**EXTRACTED ENTRIES**
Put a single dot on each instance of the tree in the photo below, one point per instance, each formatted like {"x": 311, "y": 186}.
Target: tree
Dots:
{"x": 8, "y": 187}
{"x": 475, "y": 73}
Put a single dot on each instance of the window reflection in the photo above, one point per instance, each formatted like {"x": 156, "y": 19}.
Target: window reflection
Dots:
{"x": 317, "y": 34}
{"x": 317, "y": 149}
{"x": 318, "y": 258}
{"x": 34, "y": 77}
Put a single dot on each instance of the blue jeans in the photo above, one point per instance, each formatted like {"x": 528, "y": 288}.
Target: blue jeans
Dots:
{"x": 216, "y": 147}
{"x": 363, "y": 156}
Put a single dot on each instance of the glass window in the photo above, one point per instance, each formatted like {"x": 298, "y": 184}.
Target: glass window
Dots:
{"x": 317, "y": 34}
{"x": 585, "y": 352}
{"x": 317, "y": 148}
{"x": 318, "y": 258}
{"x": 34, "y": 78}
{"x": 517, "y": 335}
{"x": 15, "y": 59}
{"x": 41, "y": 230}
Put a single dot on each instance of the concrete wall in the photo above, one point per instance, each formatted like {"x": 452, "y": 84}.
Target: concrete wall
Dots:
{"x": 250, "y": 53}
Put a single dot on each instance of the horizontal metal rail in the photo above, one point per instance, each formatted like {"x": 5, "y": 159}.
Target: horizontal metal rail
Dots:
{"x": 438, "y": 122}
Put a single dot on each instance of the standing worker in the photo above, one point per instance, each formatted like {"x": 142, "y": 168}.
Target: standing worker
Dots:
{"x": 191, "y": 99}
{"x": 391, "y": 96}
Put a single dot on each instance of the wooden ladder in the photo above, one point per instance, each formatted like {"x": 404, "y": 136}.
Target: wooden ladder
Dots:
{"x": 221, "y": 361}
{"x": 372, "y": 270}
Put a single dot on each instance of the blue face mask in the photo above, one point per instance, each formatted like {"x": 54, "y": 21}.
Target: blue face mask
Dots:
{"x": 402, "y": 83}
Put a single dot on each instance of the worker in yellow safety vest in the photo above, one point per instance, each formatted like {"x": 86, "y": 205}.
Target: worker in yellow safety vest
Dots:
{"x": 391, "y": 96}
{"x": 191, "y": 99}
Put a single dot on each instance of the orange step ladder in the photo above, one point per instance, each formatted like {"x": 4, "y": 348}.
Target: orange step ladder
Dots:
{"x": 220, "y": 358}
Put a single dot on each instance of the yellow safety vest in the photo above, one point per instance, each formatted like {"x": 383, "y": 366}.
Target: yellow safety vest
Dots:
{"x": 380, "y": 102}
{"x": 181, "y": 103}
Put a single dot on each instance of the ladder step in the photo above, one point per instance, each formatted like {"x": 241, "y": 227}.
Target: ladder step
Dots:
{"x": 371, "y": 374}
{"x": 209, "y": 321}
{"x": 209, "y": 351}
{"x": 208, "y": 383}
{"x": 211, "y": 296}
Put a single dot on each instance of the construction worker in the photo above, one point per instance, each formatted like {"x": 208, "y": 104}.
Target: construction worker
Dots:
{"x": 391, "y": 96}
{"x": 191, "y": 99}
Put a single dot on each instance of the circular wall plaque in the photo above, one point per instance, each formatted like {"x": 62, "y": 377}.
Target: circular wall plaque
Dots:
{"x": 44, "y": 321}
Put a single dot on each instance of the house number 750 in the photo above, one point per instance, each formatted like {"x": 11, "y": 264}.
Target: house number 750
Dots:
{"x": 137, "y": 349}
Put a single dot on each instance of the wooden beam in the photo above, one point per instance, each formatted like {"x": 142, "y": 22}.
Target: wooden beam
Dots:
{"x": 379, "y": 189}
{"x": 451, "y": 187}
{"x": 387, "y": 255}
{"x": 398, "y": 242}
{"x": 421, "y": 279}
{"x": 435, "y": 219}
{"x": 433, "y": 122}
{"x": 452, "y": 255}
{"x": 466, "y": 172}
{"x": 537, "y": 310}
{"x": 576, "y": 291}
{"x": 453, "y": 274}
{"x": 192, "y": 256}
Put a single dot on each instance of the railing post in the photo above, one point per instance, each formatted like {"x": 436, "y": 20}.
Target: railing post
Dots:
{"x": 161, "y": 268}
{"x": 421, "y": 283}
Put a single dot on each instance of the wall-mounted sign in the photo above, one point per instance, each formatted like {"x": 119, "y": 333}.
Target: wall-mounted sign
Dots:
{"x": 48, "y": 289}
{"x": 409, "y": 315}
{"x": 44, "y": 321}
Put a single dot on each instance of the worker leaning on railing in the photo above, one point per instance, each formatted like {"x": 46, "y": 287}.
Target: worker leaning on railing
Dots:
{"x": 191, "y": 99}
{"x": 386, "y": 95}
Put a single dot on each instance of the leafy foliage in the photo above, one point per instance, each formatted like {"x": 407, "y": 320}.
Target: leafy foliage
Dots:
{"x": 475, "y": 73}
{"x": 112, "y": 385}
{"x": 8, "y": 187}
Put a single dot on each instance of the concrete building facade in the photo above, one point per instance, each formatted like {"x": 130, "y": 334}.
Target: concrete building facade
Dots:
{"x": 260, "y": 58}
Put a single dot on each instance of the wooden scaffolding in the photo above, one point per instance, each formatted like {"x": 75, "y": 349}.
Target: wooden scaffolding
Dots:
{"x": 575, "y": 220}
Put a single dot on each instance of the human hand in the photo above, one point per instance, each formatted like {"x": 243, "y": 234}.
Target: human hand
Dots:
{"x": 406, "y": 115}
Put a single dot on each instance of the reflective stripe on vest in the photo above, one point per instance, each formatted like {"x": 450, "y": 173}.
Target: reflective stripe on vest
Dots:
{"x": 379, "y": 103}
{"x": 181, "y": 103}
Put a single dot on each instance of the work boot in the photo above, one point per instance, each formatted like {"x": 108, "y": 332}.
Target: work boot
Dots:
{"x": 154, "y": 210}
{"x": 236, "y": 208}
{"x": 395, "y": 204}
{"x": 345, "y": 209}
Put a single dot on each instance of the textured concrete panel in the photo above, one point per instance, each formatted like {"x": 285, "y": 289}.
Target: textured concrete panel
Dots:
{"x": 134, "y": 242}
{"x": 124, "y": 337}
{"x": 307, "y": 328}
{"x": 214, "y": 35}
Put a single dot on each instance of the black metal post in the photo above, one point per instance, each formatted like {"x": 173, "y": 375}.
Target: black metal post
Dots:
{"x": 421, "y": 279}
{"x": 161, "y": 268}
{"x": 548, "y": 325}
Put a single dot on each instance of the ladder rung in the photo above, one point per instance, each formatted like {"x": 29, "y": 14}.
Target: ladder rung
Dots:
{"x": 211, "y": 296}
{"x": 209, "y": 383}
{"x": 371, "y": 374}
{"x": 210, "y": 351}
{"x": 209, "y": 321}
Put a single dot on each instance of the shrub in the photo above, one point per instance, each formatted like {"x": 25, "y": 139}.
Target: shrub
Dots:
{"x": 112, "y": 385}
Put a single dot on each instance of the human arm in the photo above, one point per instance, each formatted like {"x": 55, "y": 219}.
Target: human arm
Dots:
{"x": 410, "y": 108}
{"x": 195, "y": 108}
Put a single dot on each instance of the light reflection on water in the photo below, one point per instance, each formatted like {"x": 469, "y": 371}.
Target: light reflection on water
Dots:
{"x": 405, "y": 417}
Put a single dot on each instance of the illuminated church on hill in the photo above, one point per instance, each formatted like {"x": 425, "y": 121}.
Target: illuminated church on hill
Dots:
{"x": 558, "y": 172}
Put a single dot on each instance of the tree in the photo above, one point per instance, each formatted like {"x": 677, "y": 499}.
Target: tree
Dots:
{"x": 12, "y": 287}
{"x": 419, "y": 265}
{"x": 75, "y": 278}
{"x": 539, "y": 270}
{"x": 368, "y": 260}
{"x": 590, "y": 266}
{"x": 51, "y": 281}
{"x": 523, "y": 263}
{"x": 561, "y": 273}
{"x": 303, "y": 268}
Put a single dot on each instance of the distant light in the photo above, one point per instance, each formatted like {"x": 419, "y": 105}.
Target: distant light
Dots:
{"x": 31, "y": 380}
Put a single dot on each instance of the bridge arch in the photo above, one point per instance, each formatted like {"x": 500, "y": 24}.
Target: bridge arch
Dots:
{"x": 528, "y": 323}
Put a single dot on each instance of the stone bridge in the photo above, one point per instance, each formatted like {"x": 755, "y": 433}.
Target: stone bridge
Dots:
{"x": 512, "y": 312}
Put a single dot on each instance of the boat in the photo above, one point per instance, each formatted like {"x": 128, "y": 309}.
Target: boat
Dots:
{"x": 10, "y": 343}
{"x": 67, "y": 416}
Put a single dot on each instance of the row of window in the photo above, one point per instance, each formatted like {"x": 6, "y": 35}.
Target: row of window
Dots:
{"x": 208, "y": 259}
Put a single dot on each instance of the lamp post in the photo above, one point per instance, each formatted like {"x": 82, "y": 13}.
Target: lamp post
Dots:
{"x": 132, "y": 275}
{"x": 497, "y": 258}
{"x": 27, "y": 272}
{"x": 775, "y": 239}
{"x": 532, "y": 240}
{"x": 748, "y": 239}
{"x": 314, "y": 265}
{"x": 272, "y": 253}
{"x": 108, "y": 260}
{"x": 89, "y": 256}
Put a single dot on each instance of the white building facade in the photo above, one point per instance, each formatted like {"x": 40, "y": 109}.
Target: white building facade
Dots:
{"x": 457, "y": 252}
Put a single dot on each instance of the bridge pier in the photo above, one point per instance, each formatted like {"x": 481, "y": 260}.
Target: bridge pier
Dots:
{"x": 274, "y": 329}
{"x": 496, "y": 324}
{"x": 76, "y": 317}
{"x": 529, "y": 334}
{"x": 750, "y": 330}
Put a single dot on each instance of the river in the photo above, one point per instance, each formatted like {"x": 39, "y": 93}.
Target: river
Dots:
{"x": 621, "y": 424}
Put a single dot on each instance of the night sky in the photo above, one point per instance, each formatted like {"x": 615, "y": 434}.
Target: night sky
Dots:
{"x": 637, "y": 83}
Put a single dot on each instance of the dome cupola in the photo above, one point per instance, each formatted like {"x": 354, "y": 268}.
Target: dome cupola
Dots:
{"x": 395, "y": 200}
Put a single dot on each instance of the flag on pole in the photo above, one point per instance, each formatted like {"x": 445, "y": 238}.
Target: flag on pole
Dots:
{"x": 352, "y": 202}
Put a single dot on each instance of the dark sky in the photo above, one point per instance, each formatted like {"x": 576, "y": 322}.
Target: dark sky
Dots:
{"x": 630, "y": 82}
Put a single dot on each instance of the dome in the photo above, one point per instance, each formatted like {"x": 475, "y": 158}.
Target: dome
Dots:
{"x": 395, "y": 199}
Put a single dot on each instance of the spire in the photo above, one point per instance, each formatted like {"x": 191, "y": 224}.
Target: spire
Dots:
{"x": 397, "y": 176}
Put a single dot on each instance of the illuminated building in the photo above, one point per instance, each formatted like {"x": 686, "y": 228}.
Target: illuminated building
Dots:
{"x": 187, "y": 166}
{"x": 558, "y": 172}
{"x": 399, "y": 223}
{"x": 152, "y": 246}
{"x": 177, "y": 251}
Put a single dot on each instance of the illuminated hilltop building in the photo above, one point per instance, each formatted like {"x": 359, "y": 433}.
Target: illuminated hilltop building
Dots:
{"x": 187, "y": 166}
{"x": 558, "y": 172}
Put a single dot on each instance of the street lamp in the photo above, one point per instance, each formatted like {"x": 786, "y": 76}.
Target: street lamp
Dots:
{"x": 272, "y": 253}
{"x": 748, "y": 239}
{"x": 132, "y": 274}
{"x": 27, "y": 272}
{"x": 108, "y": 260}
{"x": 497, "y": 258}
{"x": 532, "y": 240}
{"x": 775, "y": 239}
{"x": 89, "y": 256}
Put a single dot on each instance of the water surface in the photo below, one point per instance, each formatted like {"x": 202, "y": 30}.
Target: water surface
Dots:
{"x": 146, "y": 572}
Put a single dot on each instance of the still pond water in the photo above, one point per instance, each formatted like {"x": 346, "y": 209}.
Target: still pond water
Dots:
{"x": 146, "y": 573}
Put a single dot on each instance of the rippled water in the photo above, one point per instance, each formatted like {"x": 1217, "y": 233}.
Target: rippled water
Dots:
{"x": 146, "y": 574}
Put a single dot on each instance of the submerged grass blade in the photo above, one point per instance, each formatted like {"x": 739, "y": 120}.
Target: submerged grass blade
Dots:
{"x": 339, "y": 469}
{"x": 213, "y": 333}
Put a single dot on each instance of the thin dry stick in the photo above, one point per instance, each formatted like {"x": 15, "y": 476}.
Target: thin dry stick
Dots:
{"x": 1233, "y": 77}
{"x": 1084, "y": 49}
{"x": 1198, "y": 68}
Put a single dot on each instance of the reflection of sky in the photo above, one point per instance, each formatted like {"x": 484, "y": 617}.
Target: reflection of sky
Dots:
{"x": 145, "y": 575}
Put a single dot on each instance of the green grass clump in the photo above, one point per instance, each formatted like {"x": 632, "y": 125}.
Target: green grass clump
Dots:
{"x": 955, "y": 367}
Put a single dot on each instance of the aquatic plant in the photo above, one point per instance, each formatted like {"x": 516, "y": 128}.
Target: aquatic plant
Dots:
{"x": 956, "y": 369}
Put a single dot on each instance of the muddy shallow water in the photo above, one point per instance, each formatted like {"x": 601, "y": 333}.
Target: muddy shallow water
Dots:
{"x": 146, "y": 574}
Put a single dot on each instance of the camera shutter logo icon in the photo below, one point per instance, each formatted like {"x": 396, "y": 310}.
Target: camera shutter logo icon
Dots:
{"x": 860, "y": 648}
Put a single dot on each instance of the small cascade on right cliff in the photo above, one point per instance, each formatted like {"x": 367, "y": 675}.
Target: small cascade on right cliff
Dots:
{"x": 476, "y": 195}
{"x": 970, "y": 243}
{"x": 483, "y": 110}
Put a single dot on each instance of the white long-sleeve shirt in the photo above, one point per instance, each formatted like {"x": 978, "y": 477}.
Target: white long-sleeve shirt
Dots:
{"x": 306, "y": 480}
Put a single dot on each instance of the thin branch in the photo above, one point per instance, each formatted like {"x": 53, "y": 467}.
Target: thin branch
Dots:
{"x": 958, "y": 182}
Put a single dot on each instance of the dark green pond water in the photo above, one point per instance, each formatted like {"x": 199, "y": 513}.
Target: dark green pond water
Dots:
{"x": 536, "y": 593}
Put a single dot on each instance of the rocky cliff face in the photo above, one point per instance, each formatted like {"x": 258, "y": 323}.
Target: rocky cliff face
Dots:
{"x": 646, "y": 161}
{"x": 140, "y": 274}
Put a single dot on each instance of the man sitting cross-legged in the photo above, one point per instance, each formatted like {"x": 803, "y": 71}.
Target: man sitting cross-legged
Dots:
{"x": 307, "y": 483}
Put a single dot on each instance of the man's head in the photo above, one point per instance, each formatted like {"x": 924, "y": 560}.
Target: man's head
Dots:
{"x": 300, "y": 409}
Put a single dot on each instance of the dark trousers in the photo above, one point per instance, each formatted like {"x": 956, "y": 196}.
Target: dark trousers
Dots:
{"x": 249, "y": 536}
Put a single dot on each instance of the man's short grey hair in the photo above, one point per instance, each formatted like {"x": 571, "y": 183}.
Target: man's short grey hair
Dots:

**REQUIRED ACTION**
Within the lines above, find those holding the word "dome" and copy them.

**ANSWER**
Put a single dot on each instance of the dome cupola in the photo above, one point per instance, each formatted like {"x": 354, "y": 268}.
Target: dome cupola
Put a single dot on each instance of the dome in the photo above, one point per instance, each formatted like {"x": 475, "y": 158}.
Target: dome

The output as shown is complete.